Source text |
#####

RS are a good opportunity to provide advanced services to Internet users. Some classic examples of heterogeneous successful applications are PHOAKS [15] (it helps users to locate useful information on the World Wide Web (WWW) examining USenet news messages), Referral Web [16] (it combines social networks and collaborative filtering), Fab [17] (it combines content-based information with collaborative filtering), Siteseer [18] (a conceptual recommender system for CiteSeerX), and many others. However, currently growing concepts in the Internet domain, such as Internet of Things, autonomous driving, and augmented reality, among many others, are pushing to consider new applications of the RS. For example, we can find novel and advanced applications of RS in vehicles [19], voice-enabled devices [20], smartphones [21], and multimedia data for robustness [22], diversification [23], and real-time [24] recommendation aims, among many other examples.

#####

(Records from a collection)
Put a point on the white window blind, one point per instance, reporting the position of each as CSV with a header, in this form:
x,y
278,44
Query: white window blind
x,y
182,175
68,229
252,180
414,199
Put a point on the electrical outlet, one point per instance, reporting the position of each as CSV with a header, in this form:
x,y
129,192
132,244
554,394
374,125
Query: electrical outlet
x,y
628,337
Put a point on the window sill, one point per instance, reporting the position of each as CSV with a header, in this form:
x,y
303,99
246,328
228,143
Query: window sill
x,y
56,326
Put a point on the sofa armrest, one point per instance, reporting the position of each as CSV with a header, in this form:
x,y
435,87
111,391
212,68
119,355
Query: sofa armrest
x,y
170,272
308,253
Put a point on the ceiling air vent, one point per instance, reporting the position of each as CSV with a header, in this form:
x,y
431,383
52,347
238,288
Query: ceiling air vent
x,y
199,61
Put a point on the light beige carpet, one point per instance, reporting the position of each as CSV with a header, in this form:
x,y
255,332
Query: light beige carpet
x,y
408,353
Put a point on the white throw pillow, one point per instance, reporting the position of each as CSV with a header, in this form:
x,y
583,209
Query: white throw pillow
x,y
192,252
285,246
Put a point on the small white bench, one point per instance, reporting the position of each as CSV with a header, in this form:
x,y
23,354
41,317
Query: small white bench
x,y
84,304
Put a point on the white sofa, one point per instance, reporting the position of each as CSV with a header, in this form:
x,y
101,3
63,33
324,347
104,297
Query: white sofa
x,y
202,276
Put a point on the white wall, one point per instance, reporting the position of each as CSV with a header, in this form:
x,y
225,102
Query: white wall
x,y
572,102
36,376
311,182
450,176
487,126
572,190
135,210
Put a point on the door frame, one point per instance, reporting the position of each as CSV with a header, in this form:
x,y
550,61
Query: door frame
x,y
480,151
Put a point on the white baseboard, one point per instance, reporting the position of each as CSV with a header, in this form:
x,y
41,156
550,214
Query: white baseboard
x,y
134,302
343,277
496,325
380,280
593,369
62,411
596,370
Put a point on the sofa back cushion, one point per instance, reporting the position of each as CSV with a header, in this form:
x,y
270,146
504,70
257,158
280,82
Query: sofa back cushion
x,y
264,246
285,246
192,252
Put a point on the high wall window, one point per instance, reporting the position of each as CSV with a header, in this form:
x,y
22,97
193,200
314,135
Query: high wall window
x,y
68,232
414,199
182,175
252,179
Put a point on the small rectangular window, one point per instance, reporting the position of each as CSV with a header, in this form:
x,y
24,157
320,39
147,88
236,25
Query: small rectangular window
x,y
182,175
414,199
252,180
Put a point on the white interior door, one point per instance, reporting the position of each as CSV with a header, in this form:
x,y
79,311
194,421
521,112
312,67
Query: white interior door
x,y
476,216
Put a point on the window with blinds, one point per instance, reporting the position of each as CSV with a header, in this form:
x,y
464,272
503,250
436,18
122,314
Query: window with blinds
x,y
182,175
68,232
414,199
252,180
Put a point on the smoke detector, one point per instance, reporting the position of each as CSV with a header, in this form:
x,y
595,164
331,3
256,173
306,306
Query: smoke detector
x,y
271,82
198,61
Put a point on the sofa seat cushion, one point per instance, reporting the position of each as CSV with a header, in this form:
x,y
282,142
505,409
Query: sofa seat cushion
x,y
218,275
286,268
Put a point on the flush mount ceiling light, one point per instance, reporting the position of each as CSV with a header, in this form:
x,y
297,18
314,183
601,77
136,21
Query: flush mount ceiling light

#####

Task brief | In the recommender systems passage, what does Fab combine? The records have nothing to do with the recommender systems passage.

Written response | Content-based information with collaborative filtering.